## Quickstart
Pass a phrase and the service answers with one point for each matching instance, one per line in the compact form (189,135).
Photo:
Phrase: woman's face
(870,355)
----------------------------------------
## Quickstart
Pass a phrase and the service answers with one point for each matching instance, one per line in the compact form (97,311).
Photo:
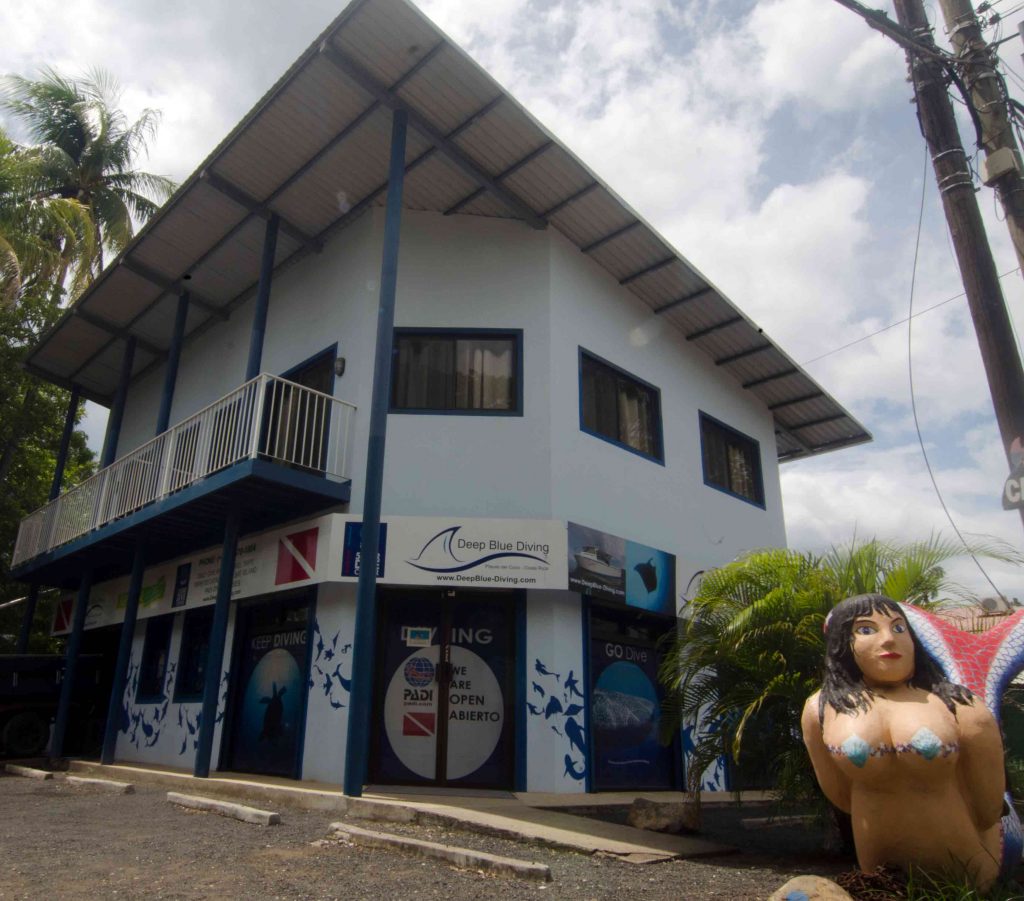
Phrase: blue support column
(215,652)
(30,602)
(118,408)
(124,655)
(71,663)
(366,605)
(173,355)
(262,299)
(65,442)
----------------------------------------
■ **What the task requires**
State how many lines in the listing above contain the word "Pass". Reply with the number alone.

■ **Answer**
2